Part of a data file:
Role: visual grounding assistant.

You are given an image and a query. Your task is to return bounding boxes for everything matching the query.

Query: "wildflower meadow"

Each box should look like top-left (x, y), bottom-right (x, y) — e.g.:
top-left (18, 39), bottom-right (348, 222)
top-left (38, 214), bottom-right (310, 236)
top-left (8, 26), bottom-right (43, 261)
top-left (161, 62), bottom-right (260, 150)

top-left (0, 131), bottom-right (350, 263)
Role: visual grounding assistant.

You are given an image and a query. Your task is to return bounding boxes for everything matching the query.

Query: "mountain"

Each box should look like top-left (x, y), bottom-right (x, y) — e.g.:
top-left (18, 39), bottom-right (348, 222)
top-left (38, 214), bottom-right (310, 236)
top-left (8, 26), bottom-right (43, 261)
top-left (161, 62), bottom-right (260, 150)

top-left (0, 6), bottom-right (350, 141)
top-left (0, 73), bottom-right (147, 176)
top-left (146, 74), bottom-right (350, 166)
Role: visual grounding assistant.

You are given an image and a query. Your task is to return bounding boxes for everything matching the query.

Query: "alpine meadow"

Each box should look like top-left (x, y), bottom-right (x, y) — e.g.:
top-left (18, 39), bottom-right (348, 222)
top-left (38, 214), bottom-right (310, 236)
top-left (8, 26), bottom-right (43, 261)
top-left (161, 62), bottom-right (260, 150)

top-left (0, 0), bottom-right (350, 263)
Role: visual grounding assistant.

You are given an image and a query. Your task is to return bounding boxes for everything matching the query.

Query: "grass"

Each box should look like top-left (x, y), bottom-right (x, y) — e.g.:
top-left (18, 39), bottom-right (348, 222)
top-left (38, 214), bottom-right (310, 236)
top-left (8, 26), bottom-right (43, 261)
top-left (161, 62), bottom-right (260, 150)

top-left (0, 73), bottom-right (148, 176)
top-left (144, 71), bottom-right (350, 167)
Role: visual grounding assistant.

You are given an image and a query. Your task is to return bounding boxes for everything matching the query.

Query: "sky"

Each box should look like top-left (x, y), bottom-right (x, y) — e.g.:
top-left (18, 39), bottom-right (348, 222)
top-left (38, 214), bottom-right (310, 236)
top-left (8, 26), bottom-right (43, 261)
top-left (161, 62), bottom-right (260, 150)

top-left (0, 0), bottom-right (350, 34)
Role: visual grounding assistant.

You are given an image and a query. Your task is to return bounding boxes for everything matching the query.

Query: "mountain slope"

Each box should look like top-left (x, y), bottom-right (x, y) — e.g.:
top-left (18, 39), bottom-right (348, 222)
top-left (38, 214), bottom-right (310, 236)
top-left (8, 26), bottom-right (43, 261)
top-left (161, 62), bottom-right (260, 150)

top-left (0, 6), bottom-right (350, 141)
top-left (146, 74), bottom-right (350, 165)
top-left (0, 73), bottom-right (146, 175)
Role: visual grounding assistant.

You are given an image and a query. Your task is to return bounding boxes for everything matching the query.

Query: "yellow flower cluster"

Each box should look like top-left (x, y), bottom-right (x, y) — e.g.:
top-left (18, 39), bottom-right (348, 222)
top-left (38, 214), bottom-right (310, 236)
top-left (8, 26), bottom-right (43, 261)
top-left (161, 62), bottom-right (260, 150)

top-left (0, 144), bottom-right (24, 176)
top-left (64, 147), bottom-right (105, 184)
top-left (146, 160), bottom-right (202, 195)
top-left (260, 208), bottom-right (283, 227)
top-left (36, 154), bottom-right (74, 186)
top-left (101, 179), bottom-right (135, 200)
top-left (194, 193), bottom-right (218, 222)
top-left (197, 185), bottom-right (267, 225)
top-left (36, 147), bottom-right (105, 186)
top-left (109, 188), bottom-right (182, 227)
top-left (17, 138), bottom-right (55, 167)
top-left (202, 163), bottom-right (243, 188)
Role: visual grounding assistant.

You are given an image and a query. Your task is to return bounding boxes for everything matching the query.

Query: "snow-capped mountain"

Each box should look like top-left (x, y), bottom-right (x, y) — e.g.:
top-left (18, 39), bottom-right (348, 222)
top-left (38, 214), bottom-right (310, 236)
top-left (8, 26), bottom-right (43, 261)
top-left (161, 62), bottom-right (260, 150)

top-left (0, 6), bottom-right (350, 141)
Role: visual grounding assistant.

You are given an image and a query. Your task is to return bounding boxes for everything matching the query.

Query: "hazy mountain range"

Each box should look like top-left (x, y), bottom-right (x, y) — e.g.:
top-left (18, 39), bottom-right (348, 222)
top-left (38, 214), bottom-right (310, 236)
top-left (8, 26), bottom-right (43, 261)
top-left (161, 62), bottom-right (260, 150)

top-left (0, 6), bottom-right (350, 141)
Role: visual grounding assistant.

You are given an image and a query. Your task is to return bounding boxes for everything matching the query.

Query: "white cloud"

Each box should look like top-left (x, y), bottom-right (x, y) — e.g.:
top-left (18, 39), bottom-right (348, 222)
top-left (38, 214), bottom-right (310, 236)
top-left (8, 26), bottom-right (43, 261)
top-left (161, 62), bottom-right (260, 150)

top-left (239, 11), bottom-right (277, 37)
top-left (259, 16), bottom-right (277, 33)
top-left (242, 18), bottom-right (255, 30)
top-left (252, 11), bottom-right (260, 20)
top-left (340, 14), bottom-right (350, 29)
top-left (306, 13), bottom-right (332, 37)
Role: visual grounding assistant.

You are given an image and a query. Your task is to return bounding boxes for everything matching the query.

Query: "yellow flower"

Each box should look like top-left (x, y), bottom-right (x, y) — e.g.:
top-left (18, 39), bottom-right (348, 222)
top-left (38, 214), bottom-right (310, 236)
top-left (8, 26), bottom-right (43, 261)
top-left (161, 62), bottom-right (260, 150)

| Exercise aim |
Change "visual grounding assistant" to "image annotation assistant" everywhere in the lines above and leave the rest as it is.

| Response to this task |
Role: image annotation assistant.

You are given an image and a query. Your task is to return bounding boxes for everything matching the query.

Query: "wildflower meadow"

Each box should look like top-left (x, y), bottom-right (x, y) — e.g.:
top-left (18, 39), bottom-right (348, 222)
top-left (38, 214), bottom-right (310, 236)
top-left (8, 26), bottom-right (43, 261)
top-left (161, 62), bottom-right (260, 150)

top-left (0, 131), bottom-right (350, 263)
Role: image annotation assistant.

You are given an image and a query. Your task is to return bounding boxes for everything matching the query.

Query: "mountain"

Each box should look like top-left (x, y), bottom-right (x, y) — e.g.:
top-left (18, 39), bottom-right (348, 222)
top-left (38, 214), bottom-right (310, 236)
top-left (8, 26), bottom-right (43, 261)
top-left (161, 62), bottom-right (260, 150)

top-left (0, 6), bottom-right (350, 141)
top-left (0, 73), bottom-right (147, 176)
top-left (146, 74), bottom-right (350, 166)
Role: image annotation assistant.

You are given an image and a query. Your task is to return bounding boxes for everything matching the query.

Query: "alpine meadow"

Each box should look like top-left (x, y), bottom-right (x, y) — e.g.:
top-left (18, 39), bottom-right (348, 222)
top-left (38, 214), bottom-right (310, 236)
top-left (8, 26), bottom-right (43, 261)
top-left (161, 62), bottom-right (260, 150)

top-left (0, 0), bottom-right (350, 263)
Role: image annotation assistant.

You are given an image and a query. Your task is to return bounding boxes for everything matching the query.

Query: "grass"

Each box should look like top-left (x, y), bottom-right (x, y) — e.g.:
top-left (18, 39), bottom-right (348, 222)
top-left (38, 214), bottom-right (310, 236)
top-left (8, 26), bottom-right (43, 261)
top-left (161, 62), bottom-right (260, 150)

top-left (0, 73), bottom-right (148, 176)
top-left (144, 71), bottom-right (350, 167)
Role: image annotation assistant.

You are given an image and a query. Your task is to return bounding boxes for everything matching the query.

Query: "sky"

Each box should look like top-left (x, y), bottom-right (x, y) — e.g.:
top-left (18, 39), bottom-right (348, 222)
top-left (38, 214), bottom-right (310, 236)
top-left (8, 26), bottom-right (43, 261)
top-left (161, 62), bottom-right (260, 150)

top-left (0, 0), bottom-right (350, 34)
Role: image annotation assistant.

You are given an image and a query. Your task is to return bounding boxes for everything matching the query.

Query: "mountain slope"

Each box should look like top-left (x, y), bottom-right (x, y) — e.g.:
top-left (18, 39), bottom-right (348, 222)
top-left (38, 214), bottom-right (310, 236)
top-left (8, 26), bottom-right (43, 261)
top-left (161, 62), bottom-right (260, 150)

top-left (0, 6), bottom-right (350, 141)
top-left (146, 74), bottom-right (350, 165)
top-left (0, 73), bottom-right (146, 175)
Role: image annotation assistant.

You are given an image and a query. Your task is to return bounding boxes for everything matching the query.

Query: "yellow flower cluster"

Each box should look like top-left (x, y), bottom-right (x, y) — e.g.:
top-left (18, 39), bottom-right (348, 222)
top-left (38, 214), bottom-right (310, 236)
top-left (8, 26), bottom-right (43, 261)
top-left (161, 62), bottom-right (260, 150)

top-left (0, 144), bottom-right (24, 176)
top-left (64, 147), bottom-right (105, 184)
top-left (146, 160), bottom-right (202, 195)
top-left (260, 208), bottom-right (283, 227)
top-left (36, 154), bottom-right (74, 186)
top-left (101, 179), bottom-right (135, 200)
top-left (194, 193), bottom-right (218, 222)
top-left (197, 185), bottom-right (267, 225)
top-left (36, 147), bottom-right (105, 186)
top-left (109, 188), bottom-right (182, 227)
top-left (17, 138), bottom-right (55, 167)
top-left (202, 163), bottom-right (243, 188)
Role: image annotation assistant.

You are given an image and a query. Your task is to return bounding boxes for everything matching the query.

Query: "snow-capped mountain"

Each box should look like top-left (x, y), bottom-right (x, y) — e.g.:
top-left (18, 39), bottom-right (348, 222)
top-left (38, 214), bottom-right (310, 236)
top-left (8, 26), bottom-right (43, 261)
top-left (161, 62), bottom-right (260, 150)

top-left (0, 6), bottom-right (350, 141)
Role: image annotation assistant.

You are given an image and a query. Your task is to return bounding boxes for everything matching the query.

Query: "hazy mountain range"

Each box should look like top-left (x, y), bottom-right (x, y) — e.g.:
top-left (18, 39), bottom-right (348, 222)
top-left (38, 214), bottom-right (310, 236)
top-left (8, 26), bottom-right (43, 261)
top-left (161, 62), bottom-right (260, 150)

top-left (0, 6), bottom-right (350, 141)
Role: image annotation assistant.

You are given an image and a query. Your task is to return bounding boxes for everything matching the query.

Query: "white cloud"

Each box should look like top-left (x, y), bottom-right (x, y) — e.g.:
top-left (18, 39), bottom-right (348, 222)
top-left (38, 214), bottom-right (310, 236)
top-left (8, 26), bottom-right (43, 261)
top-left (161, 62), bottom-right (260, 150)

top-left (239, 11), bottom-right (277, 37)
top-left (259, 16), bottom-right (277, 33)
top-left (242, 18), bottom-right (255, 30)
top-left (252, 11), bottom-right (260, 20)
top-left (340, 14), bottom-right (350, 29)
top-left (306, 13), bottom-right (332, 37)
Role: image annotation assistant.

You are given an image and a query. Your task is to return bounding boxes for everything matching the query.

Query: "yellow flower"

Each box should look like top-left (x, y), bottom-right (x, y) — e.g.:
top-left (18, 39), bottom-right (348, 222)
top-left (38, 214), bottom-right (310, 236)
top-left (8, 26), bottom-right (43, 261)
top-left (161, 62), bottom-right (260, 150)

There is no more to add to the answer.